▼
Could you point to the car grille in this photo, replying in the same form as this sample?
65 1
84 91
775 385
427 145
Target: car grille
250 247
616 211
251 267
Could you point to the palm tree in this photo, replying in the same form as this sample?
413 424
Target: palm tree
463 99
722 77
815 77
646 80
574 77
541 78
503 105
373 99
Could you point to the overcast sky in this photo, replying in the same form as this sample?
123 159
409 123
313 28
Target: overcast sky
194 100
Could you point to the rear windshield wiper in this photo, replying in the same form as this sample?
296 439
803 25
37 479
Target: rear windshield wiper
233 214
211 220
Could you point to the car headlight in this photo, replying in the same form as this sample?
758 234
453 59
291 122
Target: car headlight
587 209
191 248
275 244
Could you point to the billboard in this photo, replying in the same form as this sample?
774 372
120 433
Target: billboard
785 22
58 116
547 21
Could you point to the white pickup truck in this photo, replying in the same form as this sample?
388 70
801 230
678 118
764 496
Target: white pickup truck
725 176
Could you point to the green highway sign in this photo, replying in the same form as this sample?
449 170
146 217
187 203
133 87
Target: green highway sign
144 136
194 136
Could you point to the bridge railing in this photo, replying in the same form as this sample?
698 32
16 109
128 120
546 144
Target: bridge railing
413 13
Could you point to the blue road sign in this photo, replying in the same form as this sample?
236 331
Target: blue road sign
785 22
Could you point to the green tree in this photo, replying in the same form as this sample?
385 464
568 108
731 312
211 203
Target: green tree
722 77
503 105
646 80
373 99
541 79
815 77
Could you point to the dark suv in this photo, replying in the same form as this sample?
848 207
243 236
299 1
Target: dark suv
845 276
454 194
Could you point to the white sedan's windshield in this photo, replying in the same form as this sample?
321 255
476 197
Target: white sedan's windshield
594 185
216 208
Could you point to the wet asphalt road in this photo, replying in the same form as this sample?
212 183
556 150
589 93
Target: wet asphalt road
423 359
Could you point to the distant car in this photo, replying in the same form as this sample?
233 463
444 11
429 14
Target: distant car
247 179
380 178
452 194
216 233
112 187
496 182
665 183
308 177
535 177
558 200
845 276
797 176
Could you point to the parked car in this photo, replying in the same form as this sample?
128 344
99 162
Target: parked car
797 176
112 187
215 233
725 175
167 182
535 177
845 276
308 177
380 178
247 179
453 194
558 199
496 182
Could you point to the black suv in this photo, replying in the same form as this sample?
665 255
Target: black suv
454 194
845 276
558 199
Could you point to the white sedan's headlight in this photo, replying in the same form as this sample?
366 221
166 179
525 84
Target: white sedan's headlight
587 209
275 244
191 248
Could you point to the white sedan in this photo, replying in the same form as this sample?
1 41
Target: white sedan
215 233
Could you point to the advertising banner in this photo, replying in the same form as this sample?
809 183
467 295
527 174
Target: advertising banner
▲
→ Stated exercise:
Rewrite every one of the records above, replacing "replying" with "answering" and changing nothing else.

→ Written response:
Could you point to the car grille in this photo, answering in the same form as this sample?
65 1
84 91
775 385
427 145
Target: car grille
250 247
616 211
251 267
Could you point to the palm tree in this photo, answering in the same form as this sample?
413 424
Target: palm tree
463 99
722 77
815 77
646 80
574 77
541 78
503 105
373 99
Could you point to the overcast sky in this photo, answering in the same form as this sample?
123 159
409 123
313 28
Target: overcast sky
194 100
Could you point to the rear windshield wiper in this photo, answering in the same form as this sample?
296 439
803 25
37 479
Target: rear windshield wiper
233 214
211 220
Could you point to the car headlight in this photo, answering in the same form as this sample?
758 234
453 59
291 122
Target: car headlight
587 209
191 248
275 244
Could you point to the billboard in this photo, answering in the same form as this sample?
774 372
120 433
Target: billboard
785 22
58 116
547 21
Could you point to the white pickup truck in this photo, answering in the same form as this sample?
388 70
801 230
678 118
764 496
Target: white pickup truck
725 176
Could you point to the green highway sign in this photo, answering in the same form as this sample?
449 170
146 217
187 203
133 87
Target: green highway sign
144 136
194 136
Could you point to the bridge railing in this photo, answering in the same form as this sample?
698 32
16 109
128 120
546 144
Target: bridge railing
413 13
Could you point to the blue road sign in this photo, answering in the same form as this sample?
236 331
Target: blue road sign
785 22
Could you point to the green tree in this photo, answering in the same form as this sample?
385 464
568 108
731 312
211 203
Target: green tree
722 77
503 105
646 80
373 99
541 79
815 77
Could you point to the dark suv in this photo, answering in the same form as this sample?
848 207
243 236
299 1
Target: dark suv
845 276
454 194
Could you point to the white sedan's windshield in this photo, answering in the same form as this sample?
321 255
476 197
Target: white sedan's windshield
594 185
216 208
Could you point to the wet asphalt road in this photo, answering in the same form as this sample?
212 183
556 150
589 93
Target: wet asphalt road
423 359
Could you point to the distant car in this photo, answering in the same form as this sample?
233 463
444 11
429 14
Target: distant car
247 179
380 178
452 194
216 233
112 187
496 182
665 183
308 177
535 177
558 200
845 276
797 176
Could you point to the parked car in this photo, answering in the same form as this sample?
128 344
99 162
Target: parked car
797 176
112 187
215 233
725 175
167 182
535 177
845 276
308 177
380 178
247 179
453 194
558 199
496 182
Could you point to the black suv in this photo, answering in the same form as this sample?
665 255
Target: black suv
454 194
845 276
558 199
Could you point to the white sedan's headlight in this photo, answering in the same form as this sample?
366 221
166 179
525 84
Target: white sedan's headlight
587 209
275 244
191 248
Could you point to the white sedan in this photo, answering in the same form as this sample?
1 41
Target: white sedan
215 233
Could you point to the advertising banner in this photo, answering in the same form as this sample?
809 183
467 295
527 174
Target: advertising banner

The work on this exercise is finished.